Find the line with "Look at this image and locate every instance of long" and the line with "Look at this image and locate every instance of tall" in the entries below; output exactly those two lines, every line between them, and no others.

START SUPPLIED RECORDS

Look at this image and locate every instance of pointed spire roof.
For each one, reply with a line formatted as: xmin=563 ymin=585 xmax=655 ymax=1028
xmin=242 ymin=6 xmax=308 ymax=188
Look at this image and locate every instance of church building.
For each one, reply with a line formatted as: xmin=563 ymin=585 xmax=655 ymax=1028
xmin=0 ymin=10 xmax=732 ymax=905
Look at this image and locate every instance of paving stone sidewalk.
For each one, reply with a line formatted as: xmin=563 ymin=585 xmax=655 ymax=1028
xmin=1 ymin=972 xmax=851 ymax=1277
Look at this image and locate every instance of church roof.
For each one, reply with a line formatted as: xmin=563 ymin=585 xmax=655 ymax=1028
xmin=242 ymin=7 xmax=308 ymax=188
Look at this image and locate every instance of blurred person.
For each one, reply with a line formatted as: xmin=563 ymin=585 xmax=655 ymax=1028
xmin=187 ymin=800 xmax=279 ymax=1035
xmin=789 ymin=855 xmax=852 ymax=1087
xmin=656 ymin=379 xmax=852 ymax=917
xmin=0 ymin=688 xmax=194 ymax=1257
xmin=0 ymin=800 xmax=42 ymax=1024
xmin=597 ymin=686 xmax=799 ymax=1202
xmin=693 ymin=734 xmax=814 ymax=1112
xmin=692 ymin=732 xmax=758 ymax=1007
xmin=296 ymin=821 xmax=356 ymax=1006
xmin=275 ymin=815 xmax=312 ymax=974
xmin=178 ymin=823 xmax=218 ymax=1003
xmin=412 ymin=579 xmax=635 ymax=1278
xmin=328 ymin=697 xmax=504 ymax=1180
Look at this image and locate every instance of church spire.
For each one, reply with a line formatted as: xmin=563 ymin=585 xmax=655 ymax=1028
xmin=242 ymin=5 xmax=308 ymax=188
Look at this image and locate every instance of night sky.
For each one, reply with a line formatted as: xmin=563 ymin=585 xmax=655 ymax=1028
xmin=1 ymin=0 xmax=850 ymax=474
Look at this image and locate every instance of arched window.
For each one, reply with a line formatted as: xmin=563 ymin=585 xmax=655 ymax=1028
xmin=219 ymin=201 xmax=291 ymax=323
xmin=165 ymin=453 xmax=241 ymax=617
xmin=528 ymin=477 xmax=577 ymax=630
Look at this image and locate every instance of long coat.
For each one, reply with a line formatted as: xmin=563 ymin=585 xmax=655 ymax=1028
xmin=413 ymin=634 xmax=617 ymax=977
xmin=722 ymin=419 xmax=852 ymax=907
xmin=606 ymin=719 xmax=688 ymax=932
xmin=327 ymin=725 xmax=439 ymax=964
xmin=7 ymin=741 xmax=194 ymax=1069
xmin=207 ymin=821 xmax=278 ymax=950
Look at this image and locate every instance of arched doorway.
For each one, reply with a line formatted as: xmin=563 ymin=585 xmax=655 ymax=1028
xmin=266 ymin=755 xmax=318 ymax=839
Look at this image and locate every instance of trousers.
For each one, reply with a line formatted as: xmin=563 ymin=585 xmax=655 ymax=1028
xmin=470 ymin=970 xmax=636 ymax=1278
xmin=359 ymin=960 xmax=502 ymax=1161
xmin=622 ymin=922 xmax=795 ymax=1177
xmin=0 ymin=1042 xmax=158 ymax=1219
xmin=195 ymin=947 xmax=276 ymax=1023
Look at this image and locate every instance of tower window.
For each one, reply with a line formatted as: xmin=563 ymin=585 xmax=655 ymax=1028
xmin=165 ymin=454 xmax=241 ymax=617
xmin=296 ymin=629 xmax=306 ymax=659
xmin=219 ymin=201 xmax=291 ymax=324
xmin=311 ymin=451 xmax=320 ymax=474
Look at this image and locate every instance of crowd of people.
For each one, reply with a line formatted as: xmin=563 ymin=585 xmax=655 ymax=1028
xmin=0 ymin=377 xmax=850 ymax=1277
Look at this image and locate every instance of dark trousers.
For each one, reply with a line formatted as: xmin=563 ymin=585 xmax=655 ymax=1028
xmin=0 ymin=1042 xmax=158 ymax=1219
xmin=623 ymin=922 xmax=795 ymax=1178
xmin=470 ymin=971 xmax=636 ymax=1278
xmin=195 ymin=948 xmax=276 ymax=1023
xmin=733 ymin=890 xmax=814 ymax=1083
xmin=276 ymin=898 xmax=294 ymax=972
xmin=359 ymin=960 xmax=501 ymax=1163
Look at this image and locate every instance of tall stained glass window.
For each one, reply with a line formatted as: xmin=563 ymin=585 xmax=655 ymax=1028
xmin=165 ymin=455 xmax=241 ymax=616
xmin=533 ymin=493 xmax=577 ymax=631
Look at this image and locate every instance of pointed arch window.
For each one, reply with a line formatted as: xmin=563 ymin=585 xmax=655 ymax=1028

END SUPPLIED RECORDS

* WRITTEN REPLY:
Look at this image and locate every instance of long coat.
For each one, reply with a line formatted as: xmin=563 ymin=585 xmax=655 ymax=1028
xmin=413 ymin=634 xmax=617 ymax=977
xmin=722 ymin=419 xmax=852 ymax=907
xmin=606 ymin=719 xmax=688 ymax=932
xmin=327 ymin=725 xmax=439 ymax=964
xmin=7 ymin=741 xmax=194 ymax=1069
xmin=207 ymin=821 xmax=278 ymax=950
Look at this image and locate every instance of arched doorway.
For each one, reply with a line formatted as: xmin=563 ymin=585 xmax=655 ymax=1028
xmin=266 ymin=755 xmax=318 ymax=839
Look at this image and locate every instance of trousers.
For each one, reply with a line formatted as: xmin=563 ymin=585 xmax=655 ymax=1028
xmin=470 ymin=970 xmax=636 ymax=1278
xmin=359 ymin=960 xmax=502 ymax=1161
xmin=622 ymin=922 xmax=795 ymax=1177
xmin=0 ymin=1042 xmax=158 ymax=1219
xmin=195 ymin=947 xmax=276 ymax=1023
Look at this image and locate every instance of tower window.
For each one, reply with a line formatted as: xmin=563 ymin=585 xmax=655 ymax=1028
xmin=165 ymin=454 xmax=241 ymax=617
xmin=296 ymin=629 xmax=306 ymax=659
xmin=219 ymin=201 xmax=291 ymax=324
xmin=311 ymin=451 xmax=320 ymax=474
Look at this image and locate every instance of crowd of people.
For each one, reply with a line formatted as: xmin=563 ymin=585 xmax=655 ymax=1028
xmin=0 ymin=377 xmax=850 ymax=1277
Look at this image and locate every instance of dark trousers.
For each one, reply with a line formatted as: xmin=563 ymin=585 xmax=655 ymax=1028
xmin=0 ymin=1042 xmax=158 ymax=1219
xmin=623 ymin=922 xmax=795 ymax=1178
xmin=470 ymin=971 xmax=636 ymax=1278
xmin=195 ymin=948 xmax=276 ymax=1023
xmin=733 ymin=890 xmax=814 ymax=1083
xmin=276 ymin=898 xmax=294 ymax=972
xmin=359 ymin=960 xmax=501 ymax=1163
Look at this image and locate every instance of tall stained glass window.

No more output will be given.